Diszipliniert, gelassen, kühl

■ Jitzhak Rabin, der Friedensnobelpreisträger, war lange ein Mann des Militärs. Mit dem historischen Händedruck mit PLO-Chef Arafat sprang er über seinen Schatten

Es war Jitzhak Rabins größte Stunde: Am 10. September 1993 tauschte der israelische Regierungschef auf dem Südrasen des Weißen Hauses in Washington mit PLO-Chef Jassir Arafat einen knappen Händedruck aus. Israels Außenminister Schimon Peres und US-Präsident Bill Clinton assistierten. Und die Welt staunte: Nach über 40 Jahren Dauerkonflikt probten die Erzfeinde Rabin und Arafat die Versöhnung, einigten sich zwei Völker, die um ein und dasselbe Land kämpften und zu Todfeindschaft verdammt schienen, auf gegenseitige Anerkennung und Frieden: „Schalom. Salam. Peace.“

Rabins Weg nach Washington war weit. Und er begann in Jerusalem, wo er am 1. März 1922 als Sohn russischer Einwanderer geboren wurde. Schon als 18jähriger trat der Kibbuznik Jitzhak Rabin der illegalen Kommandogruppe „Palmach“ bei, später dann der israelischen Armee. 1948, als nach der Staatsproklamation die arabischen Nachbarn Israel angriffen, wurde er im Kampf um Jerusalem Kommandant der Elitebrigade „Har-El“.

In der jungen israelischen Armee machte Rabin eine beispiellose Karriere. Er galt als diszipliniert, gelassen, kühl. Vor allem aber als strategisches Genie. 1964, im Gründungsjahr der PLO, wurde er Generalstabschef. Mehr noch als Verteidigungsminister Moshe Dayan zeichnete Rabin für die Strategie des Sechs-Tage- Kriegs vom Juni 1967 verantwortlich. Die völlige Zerstörung der ägyptischen Luftwaffe ging auf sein Konto.

- AUFGABEN ZUR ÜBUNG
1. Beantworten Sie anhand des Textes über Jitzhak Rabin:
(a) An welchem Tag tauschten Rabin und Arafat den Händedruck aus?
(b) In welcher Stadt wurde Rabin geboren?
(c) In welchem Jahr wurde Rabin Generalstabschef?
2. Greifen Sie den Text über Jitzhak Rabin auf und setzen Sie ihn nach seinem letzten Satz fort.
Die Einträge stammen aus einer anderen Quelle.

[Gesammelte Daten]
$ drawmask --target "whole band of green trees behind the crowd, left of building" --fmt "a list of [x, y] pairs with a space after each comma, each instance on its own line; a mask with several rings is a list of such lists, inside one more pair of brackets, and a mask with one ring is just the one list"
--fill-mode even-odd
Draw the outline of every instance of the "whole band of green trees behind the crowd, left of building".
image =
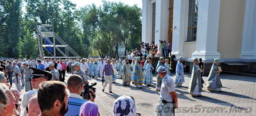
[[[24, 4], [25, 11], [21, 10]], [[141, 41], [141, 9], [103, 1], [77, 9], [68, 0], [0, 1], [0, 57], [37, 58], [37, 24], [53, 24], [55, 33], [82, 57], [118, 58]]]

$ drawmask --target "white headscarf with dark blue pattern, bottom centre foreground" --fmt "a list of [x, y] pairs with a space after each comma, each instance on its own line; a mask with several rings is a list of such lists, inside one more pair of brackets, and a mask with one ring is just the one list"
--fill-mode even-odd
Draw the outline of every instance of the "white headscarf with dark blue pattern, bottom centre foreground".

...

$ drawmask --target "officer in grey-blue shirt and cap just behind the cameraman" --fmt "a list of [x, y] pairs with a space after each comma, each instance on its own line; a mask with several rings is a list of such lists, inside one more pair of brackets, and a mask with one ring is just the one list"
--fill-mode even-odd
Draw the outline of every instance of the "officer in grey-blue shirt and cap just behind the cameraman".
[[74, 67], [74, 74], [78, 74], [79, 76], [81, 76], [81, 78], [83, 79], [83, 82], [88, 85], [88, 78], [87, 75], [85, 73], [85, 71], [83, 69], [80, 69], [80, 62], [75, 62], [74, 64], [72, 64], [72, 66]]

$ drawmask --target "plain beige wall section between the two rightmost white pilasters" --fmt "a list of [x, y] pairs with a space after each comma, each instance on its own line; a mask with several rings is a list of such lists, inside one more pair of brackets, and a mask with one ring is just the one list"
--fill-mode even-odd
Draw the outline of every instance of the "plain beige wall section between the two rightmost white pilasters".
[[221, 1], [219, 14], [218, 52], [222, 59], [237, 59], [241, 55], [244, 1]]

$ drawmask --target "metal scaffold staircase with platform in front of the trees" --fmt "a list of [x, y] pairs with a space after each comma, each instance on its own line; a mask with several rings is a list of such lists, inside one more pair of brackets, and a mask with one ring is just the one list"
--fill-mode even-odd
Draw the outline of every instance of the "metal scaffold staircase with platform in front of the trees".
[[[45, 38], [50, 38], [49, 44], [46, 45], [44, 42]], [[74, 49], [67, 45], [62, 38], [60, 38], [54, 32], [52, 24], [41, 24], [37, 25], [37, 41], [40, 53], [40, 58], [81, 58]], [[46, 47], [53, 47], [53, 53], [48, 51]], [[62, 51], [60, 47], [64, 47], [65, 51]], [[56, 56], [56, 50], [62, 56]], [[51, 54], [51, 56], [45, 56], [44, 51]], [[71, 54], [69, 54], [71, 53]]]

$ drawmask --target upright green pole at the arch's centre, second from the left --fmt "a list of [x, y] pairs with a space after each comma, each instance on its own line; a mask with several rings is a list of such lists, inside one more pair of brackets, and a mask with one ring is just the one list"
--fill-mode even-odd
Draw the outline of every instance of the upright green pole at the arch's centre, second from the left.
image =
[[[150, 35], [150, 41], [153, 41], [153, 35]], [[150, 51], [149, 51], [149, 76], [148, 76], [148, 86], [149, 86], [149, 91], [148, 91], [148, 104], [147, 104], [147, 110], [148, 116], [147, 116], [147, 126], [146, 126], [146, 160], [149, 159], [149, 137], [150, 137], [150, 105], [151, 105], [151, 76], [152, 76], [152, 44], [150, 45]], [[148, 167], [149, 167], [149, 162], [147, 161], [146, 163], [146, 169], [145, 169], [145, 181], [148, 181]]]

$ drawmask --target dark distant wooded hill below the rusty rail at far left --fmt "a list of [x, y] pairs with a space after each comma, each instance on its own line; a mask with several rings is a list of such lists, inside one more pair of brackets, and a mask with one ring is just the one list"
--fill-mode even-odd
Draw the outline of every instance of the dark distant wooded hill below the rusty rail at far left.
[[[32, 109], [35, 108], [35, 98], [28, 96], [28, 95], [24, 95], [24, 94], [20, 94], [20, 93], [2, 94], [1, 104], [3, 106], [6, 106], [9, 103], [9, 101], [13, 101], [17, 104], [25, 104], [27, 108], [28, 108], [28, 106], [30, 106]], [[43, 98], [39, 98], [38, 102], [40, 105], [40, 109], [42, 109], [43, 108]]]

...

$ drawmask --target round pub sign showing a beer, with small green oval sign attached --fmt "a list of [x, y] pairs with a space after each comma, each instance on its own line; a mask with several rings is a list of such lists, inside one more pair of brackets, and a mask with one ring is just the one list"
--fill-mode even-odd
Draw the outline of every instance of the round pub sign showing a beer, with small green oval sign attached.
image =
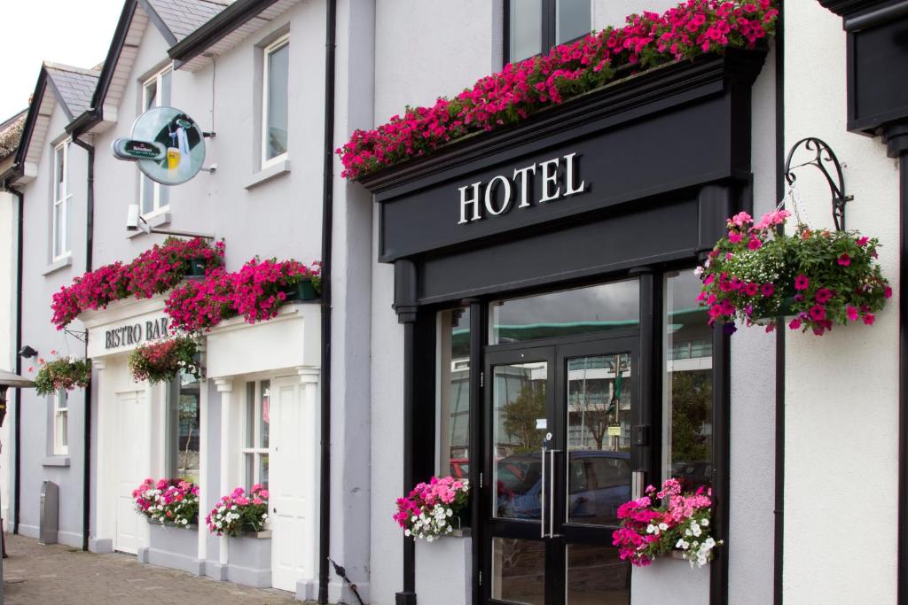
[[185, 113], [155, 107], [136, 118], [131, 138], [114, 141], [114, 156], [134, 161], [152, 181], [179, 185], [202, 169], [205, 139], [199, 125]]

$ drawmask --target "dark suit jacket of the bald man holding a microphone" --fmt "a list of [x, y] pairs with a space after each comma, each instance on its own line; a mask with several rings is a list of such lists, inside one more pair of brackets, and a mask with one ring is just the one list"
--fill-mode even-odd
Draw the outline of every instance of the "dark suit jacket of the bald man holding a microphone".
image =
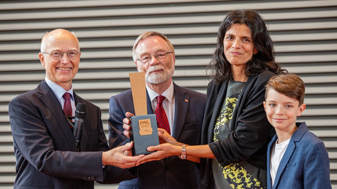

- ERGEBNISSE
1.
(a) Am 10. September 1993.
(b) In Jerusalem.
(c) 1964.

2.
Der Sieg machte den menschenscheuen Rabin zum Volkshelden. Wenige Monate später beendete er turnusmäßig seine militärische Laufbahn. Und obwohl ein lausiger Redner und ohne jedes Charisma, begann er eine politische Karriere – als Führer des rechten Flügels der sozialdemokratischen Arbeitspartei. Sein innerparteilicher Widerpart und Intimfeind wurde Schimon Peres. Mehr als 15 Jahre lang befehdeten die Erzrivalen einander, lähmten ihre Intrigen und Streitereien die Partei.

Anfang 1968 ging Rabin als Botschafter nach Washington. Er blieb fünf Jahre, in denen er sein politisches Credo entwickelte: Die amerikanischen und israelischen Interessen sind identisch, nur unter dem Schutzschild der USA kann der Staat Israel überleben. Nach seiner Rückkehr aus Washington wurde der populäre Kriegsheld Anfang 1974 unter Golda Meir Arbeitsminister, im Juni 1974 schließlich selbst Regierungschef. Seine Wahl stellte eine Premiere dar: Rabin war der erste in Israel geborene Ministerpräsident. Gegenüber den Palästinensern vertrat er eine Politik der eisernen Hand, lehnte den Gedanken an einen palästinensischen Staat vehement ab. Auch der Landesvater Rabin war letztlich ein Militär. Durch und durch.

Drei Jahre später brachte ihn ein Devisenvergehen zu Fall. Rabins Frau hatte ein Dollarkonto in den USA verschwiegen. Der Ministerpräsident mußte zurücktreten. Auch als Parteichef. Den Vorsitz übernahme Rabins ewiger Rivale: Schimon Peres.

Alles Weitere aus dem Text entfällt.